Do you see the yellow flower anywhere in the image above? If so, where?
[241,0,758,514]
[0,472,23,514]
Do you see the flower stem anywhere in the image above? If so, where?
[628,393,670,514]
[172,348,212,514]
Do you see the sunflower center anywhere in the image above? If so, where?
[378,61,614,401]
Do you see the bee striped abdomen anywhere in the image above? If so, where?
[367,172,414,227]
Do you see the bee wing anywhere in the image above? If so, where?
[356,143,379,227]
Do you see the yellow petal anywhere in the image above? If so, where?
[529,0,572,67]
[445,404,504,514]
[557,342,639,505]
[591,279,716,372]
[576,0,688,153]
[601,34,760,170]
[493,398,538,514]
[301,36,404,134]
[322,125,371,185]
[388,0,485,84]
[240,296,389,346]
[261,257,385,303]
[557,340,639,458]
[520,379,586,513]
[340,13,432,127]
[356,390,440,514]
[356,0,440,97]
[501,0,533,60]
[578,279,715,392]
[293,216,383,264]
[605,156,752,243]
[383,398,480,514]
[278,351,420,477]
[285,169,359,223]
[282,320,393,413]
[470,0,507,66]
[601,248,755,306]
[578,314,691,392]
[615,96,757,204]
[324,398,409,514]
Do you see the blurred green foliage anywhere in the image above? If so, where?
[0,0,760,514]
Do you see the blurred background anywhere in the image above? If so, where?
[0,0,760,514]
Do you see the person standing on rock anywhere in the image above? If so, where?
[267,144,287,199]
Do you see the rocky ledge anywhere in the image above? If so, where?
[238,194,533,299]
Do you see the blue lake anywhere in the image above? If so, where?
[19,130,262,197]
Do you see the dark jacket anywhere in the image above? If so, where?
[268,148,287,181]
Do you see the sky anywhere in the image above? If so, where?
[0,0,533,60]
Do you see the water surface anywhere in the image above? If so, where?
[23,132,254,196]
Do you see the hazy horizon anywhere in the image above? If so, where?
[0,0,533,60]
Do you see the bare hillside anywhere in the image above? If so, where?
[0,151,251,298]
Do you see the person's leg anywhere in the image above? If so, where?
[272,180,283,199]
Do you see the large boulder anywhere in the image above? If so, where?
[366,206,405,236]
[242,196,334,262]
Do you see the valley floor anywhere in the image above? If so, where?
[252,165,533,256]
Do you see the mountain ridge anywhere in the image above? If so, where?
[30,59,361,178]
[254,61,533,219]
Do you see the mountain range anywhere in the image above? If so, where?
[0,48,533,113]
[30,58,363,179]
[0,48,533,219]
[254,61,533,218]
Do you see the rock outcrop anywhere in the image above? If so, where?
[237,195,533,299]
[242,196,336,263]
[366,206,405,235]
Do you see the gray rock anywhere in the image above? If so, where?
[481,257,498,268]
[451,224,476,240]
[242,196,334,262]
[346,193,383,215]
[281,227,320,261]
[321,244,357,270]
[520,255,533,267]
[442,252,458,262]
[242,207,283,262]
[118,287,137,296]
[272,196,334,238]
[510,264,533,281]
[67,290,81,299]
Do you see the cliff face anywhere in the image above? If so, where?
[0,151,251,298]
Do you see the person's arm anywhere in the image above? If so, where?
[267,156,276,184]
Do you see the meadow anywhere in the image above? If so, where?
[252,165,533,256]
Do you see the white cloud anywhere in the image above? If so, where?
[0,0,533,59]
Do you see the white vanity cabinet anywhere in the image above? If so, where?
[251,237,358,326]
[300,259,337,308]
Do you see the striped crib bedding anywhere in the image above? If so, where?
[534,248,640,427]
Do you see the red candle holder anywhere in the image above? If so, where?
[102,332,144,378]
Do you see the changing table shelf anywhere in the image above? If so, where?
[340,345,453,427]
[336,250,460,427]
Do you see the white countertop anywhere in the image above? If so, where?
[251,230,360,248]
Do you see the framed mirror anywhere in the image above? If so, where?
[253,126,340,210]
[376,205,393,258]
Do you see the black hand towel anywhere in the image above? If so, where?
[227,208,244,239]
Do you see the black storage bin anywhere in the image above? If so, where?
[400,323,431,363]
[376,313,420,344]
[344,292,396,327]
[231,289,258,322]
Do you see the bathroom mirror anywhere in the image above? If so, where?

## INSTRUCTIONS TO FOLLOW
Reproduce the rows verbatim, from the first line of the rows down to and including the line that contains "[267,144,287,199]".

## RESPONSE
Do you see the yellow flower anywhere in the image above? If so, where?
[241,0,758,514]
[0,472,23,514]
Do you see the flower stem anywhere in the image above? If so, where?
[628,393,670,514]
[172,348,212,514]
Do you see the sunflower center anywhere in the image above? If so, where?
[378,61,614,401]
Do you see the bee striped abdomen anywhere in the image above? If so, where?
[367,172,414,227]
Do you see the bee wing anywhere in the image above? If so, where?
[356,143,379,227]
Do you see the yellow petal anywhere in the image above? If so, where?
[529,0,572,67]
[445,404,504,514]
[557,342,639,505]
[591,279,716,372]
[576,0,688,153]
[601,34,760,170]
[493,398,538,514]
[301,36,404,134]
[322,125,371,185]
[388,0,485,84]
[240,296,389,346]
[261,257,385,303]
[557,340,639,458]
[520,379,586,513]
[340,13,432,127]
[356,390,440,514]
[356,0,440,97]
[501,0,533,60]
[578,279,715,392]
[293,216,383,264]
[605,156,752,243]
[383,398,480,514]
[278,351,420,477]
[285,169,359,223]
[282,320,393,413]
[470,0,507,66]
[601,248,755,306]
[578,314,691,392]
[615,96,757,204]
[324,398,409,514]
Do you see the blurred green foliage anywhere in the image above? If so, where?
[0,0,760,514]
Do you see the blurred background anywhere in the image above? If so, where?
[0,0,760,514]
Do you see the person standing on rock anywhere in the image above? If so, where?
[267,144,287,199]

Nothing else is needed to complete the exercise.